## Document extract
· · · · ·
Friday, June 13, 2014

Lesson 23 - Fear? Or You?

Last night I went on a date with my wife.  We do stuff like that because we love each other and we are awesome and don't suck.

Completely unrelated, I have issues with arrogance and vanity.

On this evening of happy joy time, we went and watched "Cirque: Shanghai - Warrior", a "Chinese" acrobatic circus.  (I say "Chinese" because I don't know that every one of them were actually Chinese.)  It wasn't "Cirque de Sole" amazing, but it was still pretty good.  They started off with really simple stuff and just progressively cranked up the difficulty until they were performing feats of insanity that only people who are high or crazy (or both) would even consider.  

There were high balancing people pyramids, high tossing and flipping, tumbling, balancing, juggling, and often all of it at once.

The last three main routines started with the hanging ribbons, where someone (a duo in this case) wraps silk ribbons around their arms or legs and then is lifted off the ground where they swing around in lazy circles while performing stunts, in the air, hanging from ribbons which are not actually attached to them but are only being held on to, generally one person at a time while the second person is holding on to nothing but the first person.

And of course there are no nets.  For anything.  Ever.

At one point the girl is hanging by nothing but her neck from the guy who is hanging on to the ribbons with one arm.  Then she is laying horizontal on his toes  in a "planking" position while he is holding on to the ribbons.  Then she wraps the ribbons around her thighs, does the splits, hangs upside down, grabs him, and they float off.  The ribbons are not tied.  Simply wrapped around a couple times.

Then there are the twin cage hoops that rotate around a central pivot with a dude in each cage hoop.  A cage with no sides.  Sometimes they are in the cage, others they are on the cage, on the outside, 30 feet in the air, no ropes, no nets, while the entire apparatus rotates on a central access, one cage on each end, in giant, fast, circles.  The guys jump into and out of the cages all in transit.  They get on top, and as the cages crest the top arc, fly into the air as the centrifugal forces launch them into the air and then they land back down again as both them and the cage come back down in their arc.

And then, they do it while juggling.  Then they do it while jumping rope.  Once the guy got his foot caught in the rope.  He stumbled and bobbled and almost fell off, but kept his footing, and then tried it again.  Nerves of steal doesn't even begin to describe what it would take to not only try it, but to almost die, then try it again with barely a pause.

Then there was the spherical cage where not one, but four motorcycles drove inside of and then drove around in it and upside down in different patterns without running into each other. One mistake, and everyone has a very bad trip to the surgical ward.  But they didn't even hesitate.  They were confident and focused.

As I sat in the audience and watched these and other things, I reflected back on my gymnastics days.  I was never half as good as any of these people.  But there were some of the things they did, basic things, I used to do.  The handstands, the pyramids, bits of tumbling and flipping... I remember doing those things.

But I remembered the other side of it.  I remember why I was never as good as any of the people I watched last night.

As I thought about it, I realized the problem wasn't one of skill.  Please don't misunderstand.  I'm not saying I was that good.  I'm saying it wasn't  skill or the potential to be that skillful that held me back.
· · · · ·
## Given records
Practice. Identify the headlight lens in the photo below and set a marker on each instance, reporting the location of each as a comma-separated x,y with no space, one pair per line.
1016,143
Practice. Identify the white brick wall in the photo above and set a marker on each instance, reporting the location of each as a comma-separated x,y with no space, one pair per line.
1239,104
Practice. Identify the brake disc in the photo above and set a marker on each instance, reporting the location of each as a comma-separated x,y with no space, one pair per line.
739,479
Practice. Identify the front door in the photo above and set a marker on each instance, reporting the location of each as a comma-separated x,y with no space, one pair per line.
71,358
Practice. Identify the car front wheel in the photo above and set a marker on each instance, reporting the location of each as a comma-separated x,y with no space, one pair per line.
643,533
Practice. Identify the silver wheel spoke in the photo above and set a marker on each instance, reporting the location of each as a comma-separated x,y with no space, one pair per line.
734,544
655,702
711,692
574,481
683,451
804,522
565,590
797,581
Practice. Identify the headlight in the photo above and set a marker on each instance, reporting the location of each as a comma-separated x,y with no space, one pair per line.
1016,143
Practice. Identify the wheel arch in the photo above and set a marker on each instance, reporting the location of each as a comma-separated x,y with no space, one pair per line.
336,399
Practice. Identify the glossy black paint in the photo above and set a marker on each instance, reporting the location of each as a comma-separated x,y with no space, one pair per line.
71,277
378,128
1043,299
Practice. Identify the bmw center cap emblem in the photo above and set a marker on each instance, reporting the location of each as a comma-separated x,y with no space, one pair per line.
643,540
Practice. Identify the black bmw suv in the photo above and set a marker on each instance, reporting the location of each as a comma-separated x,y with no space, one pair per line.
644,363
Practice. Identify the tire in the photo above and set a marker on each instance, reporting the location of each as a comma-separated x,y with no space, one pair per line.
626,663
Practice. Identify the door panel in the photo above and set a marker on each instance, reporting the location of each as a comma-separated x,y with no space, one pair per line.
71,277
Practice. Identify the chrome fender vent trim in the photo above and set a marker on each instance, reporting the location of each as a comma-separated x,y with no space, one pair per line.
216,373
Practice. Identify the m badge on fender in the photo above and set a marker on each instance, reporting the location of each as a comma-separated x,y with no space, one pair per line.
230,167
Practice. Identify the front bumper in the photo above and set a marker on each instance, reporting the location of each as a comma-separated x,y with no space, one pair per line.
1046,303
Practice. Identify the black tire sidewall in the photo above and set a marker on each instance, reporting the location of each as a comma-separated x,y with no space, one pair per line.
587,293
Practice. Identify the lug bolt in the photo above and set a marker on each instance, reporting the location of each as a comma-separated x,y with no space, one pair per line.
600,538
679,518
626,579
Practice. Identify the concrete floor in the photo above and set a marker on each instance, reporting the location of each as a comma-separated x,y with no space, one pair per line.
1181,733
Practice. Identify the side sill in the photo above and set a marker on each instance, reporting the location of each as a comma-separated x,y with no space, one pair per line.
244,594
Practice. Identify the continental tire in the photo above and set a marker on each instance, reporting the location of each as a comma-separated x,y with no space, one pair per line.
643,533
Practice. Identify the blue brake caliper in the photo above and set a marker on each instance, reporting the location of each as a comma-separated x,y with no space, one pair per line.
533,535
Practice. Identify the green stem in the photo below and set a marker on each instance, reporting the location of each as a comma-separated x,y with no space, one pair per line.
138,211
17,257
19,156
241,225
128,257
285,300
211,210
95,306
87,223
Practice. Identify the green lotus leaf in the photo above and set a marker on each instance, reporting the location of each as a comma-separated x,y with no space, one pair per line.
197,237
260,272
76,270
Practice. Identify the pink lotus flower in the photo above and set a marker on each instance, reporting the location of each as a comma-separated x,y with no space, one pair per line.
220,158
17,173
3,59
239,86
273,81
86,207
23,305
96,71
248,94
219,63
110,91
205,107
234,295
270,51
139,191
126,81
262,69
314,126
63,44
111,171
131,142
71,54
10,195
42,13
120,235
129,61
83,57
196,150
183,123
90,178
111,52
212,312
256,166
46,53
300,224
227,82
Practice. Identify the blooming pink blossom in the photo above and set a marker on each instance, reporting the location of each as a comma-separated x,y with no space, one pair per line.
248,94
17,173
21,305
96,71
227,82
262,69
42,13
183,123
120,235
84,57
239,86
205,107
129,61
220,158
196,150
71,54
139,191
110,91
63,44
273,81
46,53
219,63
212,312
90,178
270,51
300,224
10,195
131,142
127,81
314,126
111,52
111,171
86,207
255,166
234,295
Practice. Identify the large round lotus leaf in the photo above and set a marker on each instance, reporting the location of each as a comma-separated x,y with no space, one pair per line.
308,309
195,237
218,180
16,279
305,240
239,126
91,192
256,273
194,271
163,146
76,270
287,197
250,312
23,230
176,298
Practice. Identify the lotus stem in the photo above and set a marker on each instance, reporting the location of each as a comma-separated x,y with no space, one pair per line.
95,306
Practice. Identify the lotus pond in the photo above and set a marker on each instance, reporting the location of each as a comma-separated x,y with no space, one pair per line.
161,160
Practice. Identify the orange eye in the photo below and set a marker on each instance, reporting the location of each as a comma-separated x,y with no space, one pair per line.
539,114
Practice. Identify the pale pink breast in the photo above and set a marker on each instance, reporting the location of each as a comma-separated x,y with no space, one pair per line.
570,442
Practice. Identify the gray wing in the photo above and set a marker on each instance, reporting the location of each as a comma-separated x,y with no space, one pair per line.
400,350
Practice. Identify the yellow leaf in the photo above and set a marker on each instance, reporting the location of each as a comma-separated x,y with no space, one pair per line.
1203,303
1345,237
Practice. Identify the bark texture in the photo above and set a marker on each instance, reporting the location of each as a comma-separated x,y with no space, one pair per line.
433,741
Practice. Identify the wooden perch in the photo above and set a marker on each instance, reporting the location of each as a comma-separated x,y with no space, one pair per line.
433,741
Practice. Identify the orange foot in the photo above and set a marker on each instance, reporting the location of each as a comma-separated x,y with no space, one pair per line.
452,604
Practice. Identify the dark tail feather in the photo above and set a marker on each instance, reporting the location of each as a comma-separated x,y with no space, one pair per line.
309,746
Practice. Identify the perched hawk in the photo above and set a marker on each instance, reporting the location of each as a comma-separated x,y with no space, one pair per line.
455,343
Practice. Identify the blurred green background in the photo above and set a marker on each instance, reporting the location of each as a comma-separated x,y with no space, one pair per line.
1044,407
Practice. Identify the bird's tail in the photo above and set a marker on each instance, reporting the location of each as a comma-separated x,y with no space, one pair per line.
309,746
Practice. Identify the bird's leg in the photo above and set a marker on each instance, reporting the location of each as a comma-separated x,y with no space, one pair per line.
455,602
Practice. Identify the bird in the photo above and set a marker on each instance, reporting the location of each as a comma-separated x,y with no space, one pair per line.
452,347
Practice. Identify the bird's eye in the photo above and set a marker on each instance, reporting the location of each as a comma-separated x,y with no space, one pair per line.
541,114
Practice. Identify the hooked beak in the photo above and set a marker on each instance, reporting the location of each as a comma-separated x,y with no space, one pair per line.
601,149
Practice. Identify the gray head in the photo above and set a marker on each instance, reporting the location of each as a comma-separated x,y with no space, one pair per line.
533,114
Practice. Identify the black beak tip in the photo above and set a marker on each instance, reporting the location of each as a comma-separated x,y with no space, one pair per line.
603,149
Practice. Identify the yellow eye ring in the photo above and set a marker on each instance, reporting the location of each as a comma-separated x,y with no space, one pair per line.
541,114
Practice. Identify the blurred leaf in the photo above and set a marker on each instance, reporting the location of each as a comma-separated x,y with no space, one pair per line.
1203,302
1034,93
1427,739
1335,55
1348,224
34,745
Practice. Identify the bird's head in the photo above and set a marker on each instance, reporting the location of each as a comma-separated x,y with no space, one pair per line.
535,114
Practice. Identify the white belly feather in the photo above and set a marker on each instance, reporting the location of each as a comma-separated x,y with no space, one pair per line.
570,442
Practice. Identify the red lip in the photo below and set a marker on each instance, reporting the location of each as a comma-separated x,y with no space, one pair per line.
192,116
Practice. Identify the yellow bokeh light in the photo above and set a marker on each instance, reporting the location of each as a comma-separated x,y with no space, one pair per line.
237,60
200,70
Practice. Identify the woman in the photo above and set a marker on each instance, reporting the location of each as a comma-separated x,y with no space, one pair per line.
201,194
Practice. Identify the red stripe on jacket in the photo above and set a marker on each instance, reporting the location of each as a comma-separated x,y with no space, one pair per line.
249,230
· · · · ·
## Work to do
**A)** Copy the records word for word, from the line containing "Practice. Identify the woman" through the last line of the records.
**B)** Carry on the blog post about watching the acrobatic circus, picking up right after its final sentence.

## Answers to each task
**A)**
Practice. Identify the woman in the photo above and set a marker on each instance, reporting the location of each as a comma-separated x,y with no space, one pair per line.
201,194
Practice. Identify the red stripe on jacket in the photo above and set a marker on each instance, reporting the location of each as a comma-separated x,y with no space, one pair per line.
249,230

**B)**
It was fear.

I remember doing handstands on the ground.  Pretty easy once you practice, gain some strength, and make it almost second nature.  No problem.  Then, you start doing handstands on other people.

This sounds hard.  It really isn't.  If you have a good strong person under you, (they are called a "base"), they do a lot of the work for you.  You simply need to stay tight and straight and use proper control to get upside down.

It's pretty simple.  If you can do a proper handstand on the ground, you can do one on a good "base".  I've done it and I've taught it, and I've done both sides of it.

Here is where the problem comes.

You do it on one person and it's no big deal.  But now add a second level.  Now you are three people in the air.  From a structural stand point, if you do it right, it's still pretty stable.  But suddenly you are way off the ground and you are upside down staring at it.

I've seen people do it 6 or 7 people high.  I never made past just the one.  Not because I couldn't do the handstand, but because I was scared to death.

Adding one more person didn't make my part of it much harder.  Yes, it is harder for the people under me, but for the guy on top, it's still fairly simple.  There is some extra motion to balance out, but I found I could stabilize lots of motion when I was down low, but up high...?  I would freak out and bail every time.

We used to train doing handstands by having someone try to push you around while you were on your hands.  Not super hard, because it's pretty easy to shove someone over that way.  But we would try to simulate a shaky footing.  I was pretty good that way.

But the moment altitude was involved, I totally would lose it.  I was afraid.  My fear defeated me before my skill showed my brain that I could do it.

As I thought about this, it wasn't hard to see how this is true in most areas of life.  People will "fail" more out of fear, than out of ability.  We don't walk a certain path because we don't think we can.  We don't make certain choices because we've rationalized away the decision.  But in most of those cases, if we are honest, we made those choices out of fear of what might be, instead of what IS.

People are very capable.  With focus, and training, we can do almost anything.  We are rarely limited by ability.  What limits us is our fear.  Fear of failure, fear of damage, fear of pain and hurt.  And, while the dangers might be real, so is our ability to overcome the danger.  We have the ability to over come the fear.  We have the ability to realize that fear is simply an illusion.  It's not "truth".  Real, but not true.

Don't let fear keep you from something greater, from realizing the height of your potential.  You are not your fear.  Don't let fear define you.  

Let you define you.

Be more.




1 comment:

Unknown said...

I absolutely agree. This applies to so many things beyond physical accomplishments.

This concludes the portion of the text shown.